March 27th, 2017

How Do Students Learn from Participation in Class Discussion?

By:

student raising hand in class

Despite numerous arguments favoring active learning, especially class discussion, instructors sometimes worry that discussion is an inefficient or ineffective way for students to learn. What happens when students make non-value added, irrelevant, or inaccurate contributions? What about comments from non-experts that may obfuscate rather than clarify understanding? What about students who speak only to earn participation credit rather than contribute substantively to the discussion?

In our recent study, 246 students shared their understanding of how participation in class discussions affected their learning. More than 70% of students perceived a positive relationship between their own participation and learning but additionally discussed the value of other students’ comments for their learning. Finally, a number of students verbalized that when participation is required, they prepare more, and this preparation actually increases their learning.

The students further articulated five ways that participation enhances learning. To summarize, participation:

  • increases engagement;
  • helps students retain and remember information;
  • confirms what they have already learned;
  • provides clarification of prior learning; and
  • deepens their understanding especially through hands-on and application-based learning opportunities.

Implications for Teaching

Here is a brief summary of how we have translated these student-generated categories into concrete pedagogical strategies to facilitate learning from class discussion. Instructors should plan discussions to provide opportunities such as those suggested to reinforce each of these five paths to learning.  

  1. Increasing engagement. Make discussion participation required and ensure all students participate. For example, have each student take a stand on a key issue by requiring them to vote at the start of class. Alternatively, ask students to provide examples from the media that illustrate course concepts. Additionally, ask students to discuss links between course concepts and their experiential learning (e.g., volunteer activities, internships, study abroad, work experiences).

Data entries -
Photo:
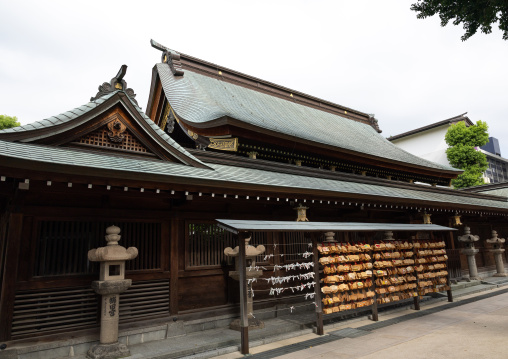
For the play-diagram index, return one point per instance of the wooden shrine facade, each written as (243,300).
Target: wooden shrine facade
(65,179)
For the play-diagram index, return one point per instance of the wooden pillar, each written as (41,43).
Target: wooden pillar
(448,283)
(317,287)
(10,274)
(416,300)
(375,315)
(173,238)
(242,271)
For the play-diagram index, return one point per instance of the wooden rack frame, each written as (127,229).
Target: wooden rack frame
(243,228)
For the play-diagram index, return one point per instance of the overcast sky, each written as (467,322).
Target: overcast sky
(372,56)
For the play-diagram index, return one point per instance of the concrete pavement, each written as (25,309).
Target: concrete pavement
(477,329)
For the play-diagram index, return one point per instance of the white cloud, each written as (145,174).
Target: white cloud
(372,56)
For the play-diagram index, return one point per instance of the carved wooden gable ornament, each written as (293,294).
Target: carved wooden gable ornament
(111,122)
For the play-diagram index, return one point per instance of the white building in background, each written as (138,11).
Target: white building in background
(429,142)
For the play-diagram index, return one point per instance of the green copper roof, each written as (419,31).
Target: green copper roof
(199,99)
(71,115)
(169,172)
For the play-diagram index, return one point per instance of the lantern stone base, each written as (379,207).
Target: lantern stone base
(108,351)
(253,324)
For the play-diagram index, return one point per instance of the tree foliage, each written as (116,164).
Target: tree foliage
(8,122)
(463,152)
(473,14)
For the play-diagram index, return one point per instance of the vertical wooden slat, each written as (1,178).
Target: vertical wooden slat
(14,237)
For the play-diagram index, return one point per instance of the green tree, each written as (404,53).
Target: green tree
(473,14)
(463,152)
(8,122)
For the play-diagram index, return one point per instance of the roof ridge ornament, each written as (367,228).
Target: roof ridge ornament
(374,123)
(170,57)
(116,83)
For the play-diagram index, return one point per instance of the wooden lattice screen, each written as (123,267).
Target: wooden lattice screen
(100,138)
(43,311)
(62,246)
(207,241)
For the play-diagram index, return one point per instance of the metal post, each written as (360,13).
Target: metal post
(317,287)
(242,271)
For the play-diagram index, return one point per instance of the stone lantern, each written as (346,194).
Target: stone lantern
(498,253)
(470,251)
(250,257)
(111,283)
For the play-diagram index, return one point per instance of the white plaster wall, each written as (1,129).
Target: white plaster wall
(429,144)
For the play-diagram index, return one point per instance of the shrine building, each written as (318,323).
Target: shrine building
(212,143)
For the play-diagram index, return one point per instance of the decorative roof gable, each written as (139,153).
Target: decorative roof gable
(205,97)
(111,121)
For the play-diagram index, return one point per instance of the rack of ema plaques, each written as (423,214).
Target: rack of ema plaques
(359,275)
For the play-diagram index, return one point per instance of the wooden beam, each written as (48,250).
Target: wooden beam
(10,274)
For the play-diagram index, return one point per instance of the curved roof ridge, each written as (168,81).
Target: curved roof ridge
(61,118)
(196,97)
(70,115)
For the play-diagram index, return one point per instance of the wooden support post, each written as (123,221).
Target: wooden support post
(242,271)
(416,300)
(14,239)
(448,283)
(317,287)
(173,239)
(375,315)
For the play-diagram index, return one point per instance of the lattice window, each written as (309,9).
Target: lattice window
(43,311)
(207,241)
(62,246)
(100,138)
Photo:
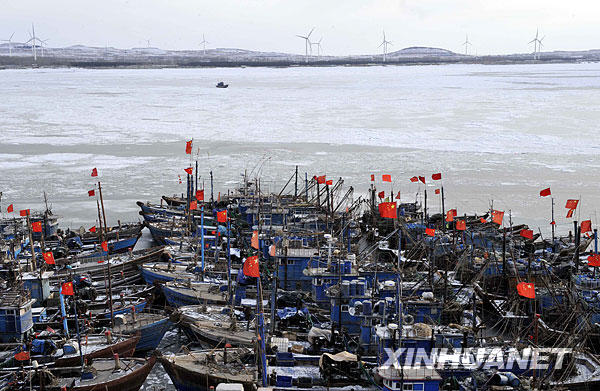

Goal of the exercise - Resume the text on student learning from class discussion after its last sentence, which lists experiential learning examples. The data is unrelated to the text on class discussion.

Result -
  2. Remembering and retaining information. Ask students to summarize key take-away points at the end of individual class sessions. They could also be asked to identify contributions made by peers during a given discussion that helped them learn a specific concept.
  3. Confirming learning. Provide verbal and nonverbal affirmation in response to student comments. Select media illustrating applications of course concepts, then have students identify the concepts evident in the media. In more advanced courses give students responsibility for selecting these real-world examples of course concepts. After new concepts are introduced, hand out problems requiring student application of these concepts. Problems may be solved individually or in small groups, after which the solution is discussed by the class. Alternatively, ask students to read articles—or again locate relevant articles themselves—where application of newer material is integrated with more foundational material. 
  4. Clarifying through verbalization. Students noted two methods that improved their understanding: the verbalization of feedback by instructors and their use of questions to clarify student learning. We insist, however, that learning is enhanced when both instructors and students reciprocally: (a) ask and answer questions, and (b) give and receive feedback about both course content and the process by which it is explored.
    1. Receiving feedback. Provide feedback in both written and oral form to students. Further ask students to evaluate their peers’ work, including integrating a peer-review process into written work.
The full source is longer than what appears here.